===== SOURCE EXTRACT =====

Friday, September 04, 2015

Shocking WSJ Discovery: Higher Prices=Lower Volume!

Barry Eisler here. Joe, thanks as always for the guest slot. I was going to mock this Wall Street Journal article somewhere, and there’s no better place than A Newbie’s Guide for that…

So okay, today the Wall Street Journal ran a piece headlined, E-Book Sales Fall After New Amazon Contracts: Prices Rise, but Revenue Takes a Hit.” The article is behind a paywall, but you can access it by cutting and pasting the headline into your browser and clicking on the result of the search.

I just want to make sure I’m the first to congratulate the Wall Street Journal on its shocking discovery of a correlation between higher prices and lower demand. And, while I’m no economist, I’d like to humbly propose that the WSJ call its discovery something like, “The Demand Curve.” If this doesn’t win the newspaper a Pulitzer, I have one more suggestion: an even more radically new article on how a round object fastened to an axle can work as something called… a wheel.

Apologies for the snark, but where else but in publishing could a notion like “higher prices lead to lower revenues” even be controversial, let alone newsworthy? But the publishing industry is notoriously special, and Joe has been beating this drum for years. Five years ago, he wrote:

Naturally, people would rather pay less for something than more. And in a digital world, like we’re rapidly becoming, consumers have shown consistently in other forms of media that they place less value on downloads than on physical products.

When companies price digital content too high, consumers respond by pirating that content. That’s the ultimate in “devaluing.”

So what is truly the value of ebooks? Is it free? Or is it the publisher’s price, which seems inflated, and which in the agency model gives them 52.5% of the list price of an ebook for doing nothing more than providing a cover, editing, and putting it up on Amazon?

If an ebook is free, the author gets screwed.

If an ebook is priced high, it won’t sell a lot of copies, and the author gets screwed.

===== DATA TO PROCESS =====

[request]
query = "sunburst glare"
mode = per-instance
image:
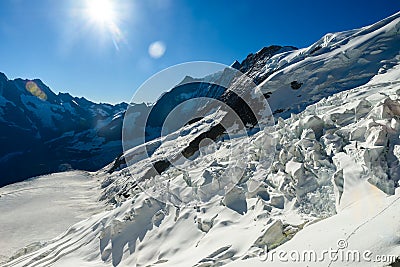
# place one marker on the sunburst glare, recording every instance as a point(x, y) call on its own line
point(105, 16)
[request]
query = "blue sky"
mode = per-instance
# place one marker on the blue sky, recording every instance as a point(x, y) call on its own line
point(72, 50)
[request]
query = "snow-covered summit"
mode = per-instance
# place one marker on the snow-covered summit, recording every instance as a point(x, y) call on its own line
point(45, 132)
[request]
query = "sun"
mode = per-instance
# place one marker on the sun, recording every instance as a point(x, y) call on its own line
point(101, 12)
point(105, 16)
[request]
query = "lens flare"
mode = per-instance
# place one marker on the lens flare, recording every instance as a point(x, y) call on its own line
point(35, 90)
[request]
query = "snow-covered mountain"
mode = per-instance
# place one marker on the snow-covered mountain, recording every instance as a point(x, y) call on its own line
point(43, 132)
point(325, 177)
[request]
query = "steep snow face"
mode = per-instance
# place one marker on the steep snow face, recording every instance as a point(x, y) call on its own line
point(337, 62)
point(326, 174)
point(44, 132)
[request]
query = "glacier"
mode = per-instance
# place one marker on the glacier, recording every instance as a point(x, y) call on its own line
point(326, 171)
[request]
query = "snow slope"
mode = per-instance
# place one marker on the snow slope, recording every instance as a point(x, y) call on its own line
point(37, 210)
point(329, 173)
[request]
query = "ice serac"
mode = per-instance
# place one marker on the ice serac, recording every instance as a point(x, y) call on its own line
point(45, 132)
point(333, 173)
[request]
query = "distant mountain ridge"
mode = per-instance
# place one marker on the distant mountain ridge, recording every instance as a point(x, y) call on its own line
point(44, 132)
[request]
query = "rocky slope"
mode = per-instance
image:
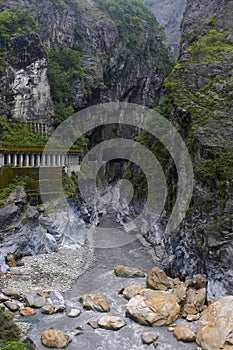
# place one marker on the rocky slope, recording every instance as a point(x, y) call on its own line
point(200, 88)
point(81, 53)
point(169, 14)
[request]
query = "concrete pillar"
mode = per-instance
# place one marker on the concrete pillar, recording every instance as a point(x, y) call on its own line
point(5, 159)
point(27, 160)
point(38, 159)
point(15, 159)
point(43, 160)
point(8, 159)
point(32, 159)
point(21, 160)
point(53, 159)
point(1, 159)
point(58, 159)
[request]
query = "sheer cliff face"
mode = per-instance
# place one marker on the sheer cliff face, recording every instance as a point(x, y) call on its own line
point(169, 14)
point(113, 66)
point(201, 87)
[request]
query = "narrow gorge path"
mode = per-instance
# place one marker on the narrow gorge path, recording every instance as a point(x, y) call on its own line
point(100, 279)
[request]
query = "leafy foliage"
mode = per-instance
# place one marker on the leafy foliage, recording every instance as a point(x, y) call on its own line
point(15, 21)
point(65, 67)
point(9, 332)
point(14, 133)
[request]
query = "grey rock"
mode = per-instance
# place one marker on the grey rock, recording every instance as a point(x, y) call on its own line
point(57, 301)
point(12, 306)
point(127, 272)
point(8, 214)
point(74, 313)
point(48, 309)
point(34, 300)
point(149, 338)
point(11, 292)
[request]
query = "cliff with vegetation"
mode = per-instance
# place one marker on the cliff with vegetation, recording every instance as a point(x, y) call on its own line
point(62, 56)
point(169, 14)
point(200, 89)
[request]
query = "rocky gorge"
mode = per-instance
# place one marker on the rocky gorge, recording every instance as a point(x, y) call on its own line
point(63, 56)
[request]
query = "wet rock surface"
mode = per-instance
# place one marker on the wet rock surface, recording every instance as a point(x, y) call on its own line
point(153, 308)
point(215, 327)
point(128, 272)
point(55, 339)
point(111, 322)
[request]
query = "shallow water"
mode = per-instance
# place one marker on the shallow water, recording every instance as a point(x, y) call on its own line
point(100, 278)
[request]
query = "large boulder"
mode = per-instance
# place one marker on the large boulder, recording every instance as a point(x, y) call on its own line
point(157, 279)
point(194, 301)
point(34, 299)
point(95, 302)
point(55, 339)
point(57, 301)
point(153, 308)
point(132, 290)
point(111, 322)
point(128, 272)
point(215, 327)
point(184, 333)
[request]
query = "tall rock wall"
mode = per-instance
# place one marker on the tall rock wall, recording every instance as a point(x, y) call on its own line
point(201, 88)
point(116, 64)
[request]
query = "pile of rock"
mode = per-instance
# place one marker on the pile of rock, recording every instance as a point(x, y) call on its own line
point(49, 302)
point(161, 301)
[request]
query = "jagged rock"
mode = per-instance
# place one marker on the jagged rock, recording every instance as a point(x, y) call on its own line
point(194, 301)
point(57, 301)
point(132, 290)
point(27, 311)
point(158, 280)
point(184, 333)
point(10, 260)
point(180, 291)
point(55, 339)
point(3, 298)
point(199, 281)
point(149, 338)
point(93, 324)
point(48, 309)
point(11, 292)
point(27, 241)
point(111, 322)
point(154, 308)
point(8, 215)
point(11, 305)
point(192, 318)
point(215, 327)
point(128, 272)
point(36, 300)
point(74, 313)
point(95, 302)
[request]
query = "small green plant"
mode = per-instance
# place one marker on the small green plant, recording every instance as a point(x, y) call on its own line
point(14, 345)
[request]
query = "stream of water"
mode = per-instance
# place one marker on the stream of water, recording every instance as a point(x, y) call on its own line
point(100, 279)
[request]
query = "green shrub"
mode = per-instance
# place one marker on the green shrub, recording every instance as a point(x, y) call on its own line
point(13, 345)
point(15, 21)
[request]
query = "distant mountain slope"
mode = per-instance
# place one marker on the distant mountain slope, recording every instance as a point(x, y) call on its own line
point(82, 53)
point(169, 14)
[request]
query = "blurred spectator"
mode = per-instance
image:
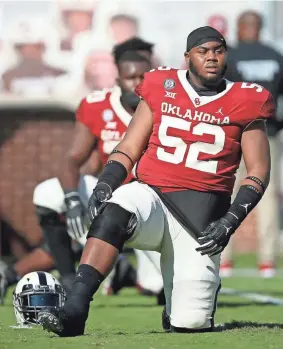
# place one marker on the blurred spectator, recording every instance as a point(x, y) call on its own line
point(31, 75)
point(77, 19)
point(136, 44)
point(123, 27)
point(100, 71)
point(258, 63)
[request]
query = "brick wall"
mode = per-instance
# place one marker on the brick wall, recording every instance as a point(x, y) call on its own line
point(32, 143)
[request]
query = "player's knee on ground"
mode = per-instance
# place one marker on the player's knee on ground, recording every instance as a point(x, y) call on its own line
point(114, 225)
point(47, 216)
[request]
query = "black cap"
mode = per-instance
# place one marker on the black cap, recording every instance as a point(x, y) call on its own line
point(133, 44)
point(202, 35)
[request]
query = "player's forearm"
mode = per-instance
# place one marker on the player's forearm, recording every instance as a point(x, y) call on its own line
point(248, 196)
point(262, 173)
point(128, 156)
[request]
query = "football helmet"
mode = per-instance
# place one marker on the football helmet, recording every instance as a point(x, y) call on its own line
point(35, 291)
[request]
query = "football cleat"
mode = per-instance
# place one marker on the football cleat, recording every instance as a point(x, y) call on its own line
point(3, 282)
point(166, 321)
point(58, 322)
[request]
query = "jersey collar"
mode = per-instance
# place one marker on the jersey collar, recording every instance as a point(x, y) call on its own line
point(117, 106)
point(193, 95)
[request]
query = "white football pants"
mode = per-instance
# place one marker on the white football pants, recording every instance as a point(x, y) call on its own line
point(191, 281)
point(50, 194)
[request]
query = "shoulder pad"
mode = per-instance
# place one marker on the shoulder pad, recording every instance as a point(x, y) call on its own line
point(97, 96)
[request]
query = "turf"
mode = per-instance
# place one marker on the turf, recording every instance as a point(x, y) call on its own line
point(132, 321)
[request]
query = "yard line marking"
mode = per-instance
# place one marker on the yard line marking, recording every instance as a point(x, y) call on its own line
point(257, 297)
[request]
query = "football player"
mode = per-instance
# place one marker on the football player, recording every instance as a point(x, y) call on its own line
point(102, 118)
point(187, 134)
point(148, 273)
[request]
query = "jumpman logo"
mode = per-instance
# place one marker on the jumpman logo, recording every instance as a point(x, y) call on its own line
point(246, 207)
point(220, 111)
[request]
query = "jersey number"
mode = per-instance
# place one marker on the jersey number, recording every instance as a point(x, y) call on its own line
point(194, 149)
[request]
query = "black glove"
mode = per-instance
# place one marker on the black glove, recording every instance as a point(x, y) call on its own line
point(216, 236)
point(75, 215)
point(101, 193)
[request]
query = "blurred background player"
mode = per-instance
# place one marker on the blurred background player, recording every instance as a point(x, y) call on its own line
point(77, 20)
point(102, 119)
point(254, 61)
point(41, 259)
point(31, 75)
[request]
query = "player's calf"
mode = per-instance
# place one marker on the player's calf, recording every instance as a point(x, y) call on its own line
point(106, 238)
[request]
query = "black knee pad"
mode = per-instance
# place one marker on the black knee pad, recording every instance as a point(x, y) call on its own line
point(46, 216)
point(114, 225)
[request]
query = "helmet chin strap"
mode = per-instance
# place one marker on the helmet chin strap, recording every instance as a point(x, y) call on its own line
point(130, 99)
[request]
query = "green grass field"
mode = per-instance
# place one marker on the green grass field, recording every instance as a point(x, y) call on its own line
point(132, 321)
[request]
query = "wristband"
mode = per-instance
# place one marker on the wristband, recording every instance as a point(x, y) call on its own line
point(247, 198)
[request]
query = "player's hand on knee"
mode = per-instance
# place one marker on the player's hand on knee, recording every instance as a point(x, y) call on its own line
point(101, 193)
point(75, 215)
point(216, 237)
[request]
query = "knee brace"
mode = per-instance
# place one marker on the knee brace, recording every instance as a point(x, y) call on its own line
point(193, 322)
point(114, 225)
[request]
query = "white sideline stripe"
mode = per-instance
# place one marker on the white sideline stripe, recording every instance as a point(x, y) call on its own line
point(252, 272)
point(257, 297)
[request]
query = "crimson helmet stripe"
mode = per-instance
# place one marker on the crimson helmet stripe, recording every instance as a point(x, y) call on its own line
point(42, 278)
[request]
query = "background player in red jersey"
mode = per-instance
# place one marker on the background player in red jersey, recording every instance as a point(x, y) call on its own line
point(102, 120)
point(188, 133)
point(41, 257)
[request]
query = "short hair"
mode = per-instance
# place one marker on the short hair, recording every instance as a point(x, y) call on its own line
point(252, 13)
point(124, 17)
point(133, 44)
point(131, 56)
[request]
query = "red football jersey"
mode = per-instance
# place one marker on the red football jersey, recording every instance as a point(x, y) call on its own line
point(196, 140)
point(104, 115)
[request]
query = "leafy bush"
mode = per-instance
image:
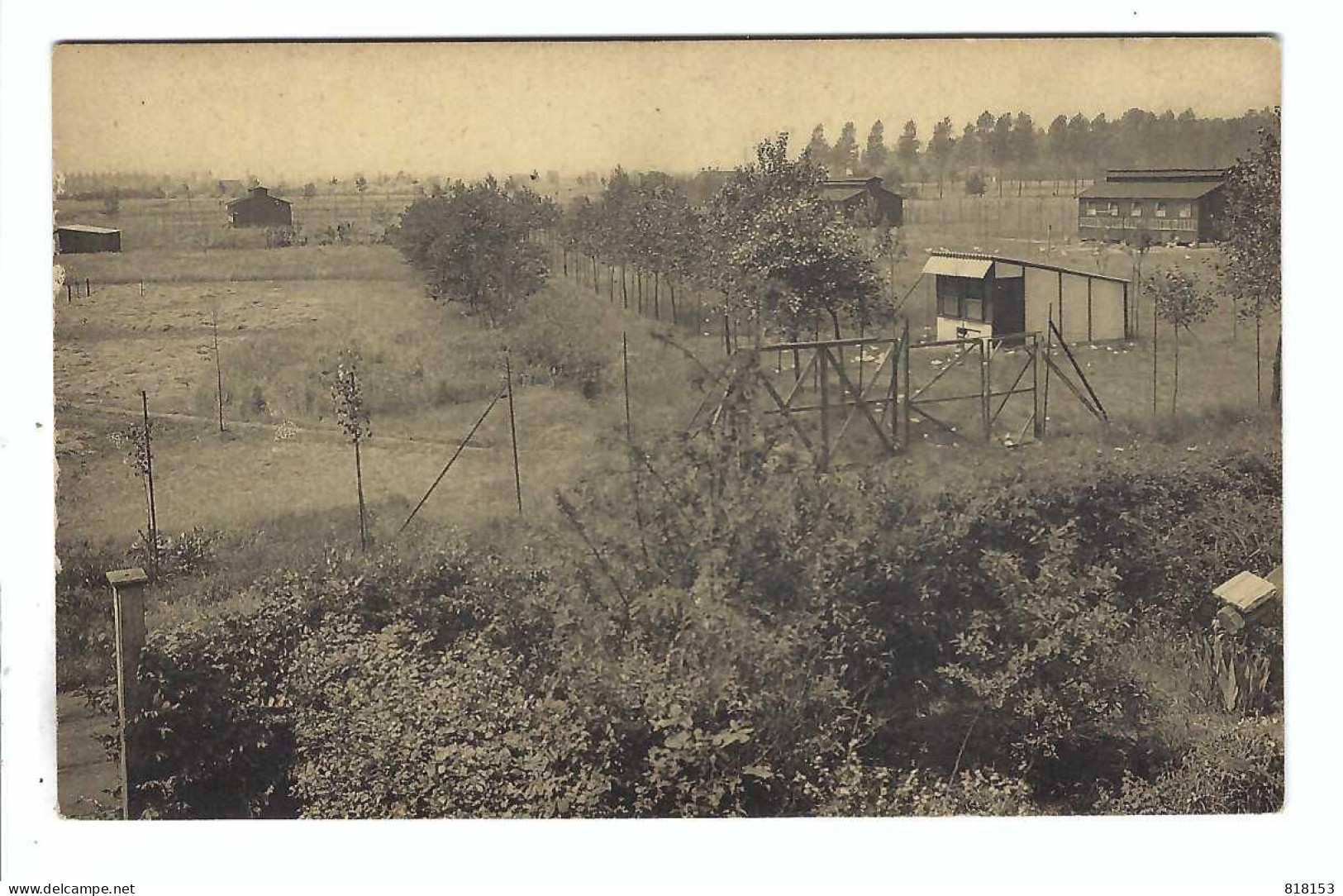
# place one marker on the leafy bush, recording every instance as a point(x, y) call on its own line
point(975, 792)
point(1041, 661)
point(567, 340)
point(741, 637)
point(1233, 770)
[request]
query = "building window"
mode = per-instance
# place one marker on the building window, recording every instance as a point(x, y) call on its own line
point(960, 298)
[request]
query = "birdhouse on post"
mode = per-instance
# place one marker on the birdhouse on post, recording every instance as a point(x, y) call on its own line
point(128, 620)
point(1246, 598)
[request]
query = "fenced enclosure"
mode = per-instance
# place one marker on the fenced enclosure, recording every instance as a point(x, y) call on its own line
point(1036, 218)
point(902, 393)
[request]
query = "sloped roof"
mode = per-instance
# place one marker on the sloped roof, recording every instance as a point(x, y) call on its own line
point(841, 193)
point(984, 257)
point(1164, 174)
point(952, 266)
point(1150, 189)
point(86, 229)
point(254, 197)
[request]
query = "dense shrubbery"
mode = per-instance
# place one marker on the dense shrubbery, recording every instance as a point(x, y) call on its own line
point(747, 637)
point(565, 340)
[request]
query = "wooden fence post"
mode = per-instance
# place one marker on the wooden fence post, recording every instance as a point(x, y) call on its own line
point(823, 367)
point(909, 386)
point(150, 477)
point(128, 622)
point(986, 387)
point(1036, 419)
point(512, 429)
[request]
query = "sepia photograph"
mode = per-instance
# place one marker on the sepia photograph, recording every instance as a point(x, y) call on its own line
point(634, 429)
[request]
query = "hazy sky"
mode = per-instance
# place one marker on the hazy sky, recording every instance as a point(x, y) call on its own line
point(304, 111)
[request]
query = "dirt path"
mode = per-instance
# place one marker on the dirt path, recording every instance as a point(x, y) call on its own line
point(251, 426)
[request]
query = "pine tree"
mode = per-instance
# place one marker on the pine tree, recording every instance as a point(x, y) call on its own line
point(844, 157)
point(876, 154)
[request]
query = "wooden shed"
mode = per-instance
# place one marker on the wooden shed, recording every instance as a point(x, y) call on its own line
point(982, 296)
point(865, 193)
point(86, 238)
point(258, 208)
point(1166, 206)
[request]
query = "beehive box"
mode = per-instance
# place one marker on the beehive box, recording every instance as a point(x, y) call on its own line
point(1246, 593)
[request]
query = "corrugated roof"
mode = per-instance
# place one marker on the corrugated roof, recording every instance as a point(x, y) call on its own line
point(951, 266)
point(841, 193)
point(86, 229)
point(1149, 189)
point(1164, 174)
point(1003, 260)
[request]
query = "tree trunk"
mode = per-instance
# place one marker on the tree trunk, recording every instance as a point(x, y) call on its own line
point(1175, 384)
point(359, 485)
point(1259, 379)
point(1154, 359)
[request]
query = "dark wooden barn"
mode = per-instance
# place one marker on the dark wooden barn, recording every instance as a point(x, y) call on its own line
point(986, 296)
point(1167, 206)
point(879, 204)
point(258, 208)
point(86, 238)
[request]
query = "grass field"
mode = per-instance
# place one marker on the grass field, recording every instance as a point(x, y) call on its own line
point(430, 371)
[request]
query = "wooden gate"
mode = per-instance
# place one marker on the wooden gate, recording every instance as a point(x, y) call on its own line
point(823, 387)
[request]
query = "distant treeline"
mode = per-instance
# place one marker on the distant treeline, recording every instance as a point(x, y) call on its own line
point(1013, 145)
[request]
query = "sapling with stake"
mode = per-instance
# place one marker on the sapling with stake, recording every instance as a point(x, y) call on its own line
point(1181, 303)
point(354, 419)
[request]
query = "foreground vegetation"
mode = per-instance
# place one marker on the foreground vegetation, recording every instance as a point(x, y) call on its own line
point(698, 623)
point(745, 637)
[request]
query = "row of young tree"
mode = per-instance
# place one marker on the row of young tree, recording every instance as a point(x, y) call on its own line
point(479, 243)
point(1013, 145)
point(766, 246)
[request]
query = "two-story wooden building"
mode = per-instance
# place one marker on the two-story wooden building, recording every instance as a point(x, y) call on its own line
point(1166, 206)
point(879, 204)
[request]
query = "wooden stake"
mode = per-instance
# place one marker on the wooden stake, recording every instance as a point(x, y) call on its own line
point(453, 460)
point(359, 487)
point(512, 429)
point(150, 477)
point(629, 442)
point(1155, 317)
point(1049, 344)
point(909, 390)
point(986, 387)
point(219, 371)
point(823, 361)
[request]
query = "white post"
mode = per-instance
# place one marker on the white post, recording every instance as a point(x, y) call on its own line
point(128, 618)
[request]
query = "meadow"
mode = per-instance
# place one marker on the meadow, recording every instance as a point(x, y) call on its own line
point(262, 528)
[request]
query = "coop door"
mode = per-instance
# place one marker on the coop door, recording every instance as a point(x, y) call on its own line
point(1009, 305)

=====

**AIM 1**
Can you render the records from their start through the line containing "point(72, 50)" as a two-column CSV with the headers instruction and response? Give one row per request, holding its text and its answer, each in a single quoted field with line breaks replaced by spaces, and leave the pictures out.
**AIM 2**
How would the blog post about the Wall Street Journal's ebook sales article go on from its last line?

**EXERCISE ANSWER 1**
instruction,response
"[request] query = ""sunburst glare"" mode = per-instance image: # place one marker on the sunburst glare, recording every instance as a point(x, y) call on its own line","point(105, 16)"
"[request] query = ""blue sky"" mode = per-instance # place one marker on the blue sky, recording every instance as a point(x, y) call on its own line","point(72, 50)"

**EXERCISE ANSWER 2**
If an ebook sells for a small amount of money, the author makes 17.5% of the list price. That also seems like the author is getting screwed.

Publishers are currently talking about going 50/50 with authors [BE note: hah, this was five years ago, the talk never ends does it?], so an author will make 35% of the list price. But it’s still the price the publisher sets, which is inflated, which will lead to piracy.

By setting the price, the publisher is pricing ebooks so they won’t sell well, and then taking 35% of what little money will come in.

Joe has also pointed out many times that authors will be the ones who kill legacy publishing, because they’ll go elsewhere as they figure out the New York Big Five’s pricing strategy is costing them money. Though whether this is Big-Five-Death-By-Authors or Big-Five-Death-By-Suicide is an interesting philosophical question.

Anyway, back to the Wall Street Journal’s big discovery. The headline itself—again, E-Book Sales Fall After New Amazon Contracts: Prices Rise, but Revenue Takes a Hit—is interesting. The way it’s written, you might think it was Amazon that caused the high prices that produced that shocking revenue hit. In fact, Amazon has consistently tried to price ebook prices lower, even publicly explaining last year why everyone—authors, publishers, and retailers—makes more money from lower ebook prices. Higher so-called “agency” prices have been forced on Amazon by the Big Five, and were at the heart of the price-fixing conspiracy New York and Apple engaged in to keep ebook prices high.

And that subtitle is amusing, too. Prices rise, BUT revenue takes a hit? How about AND takes a hit? Or THEREFORE takes a hit?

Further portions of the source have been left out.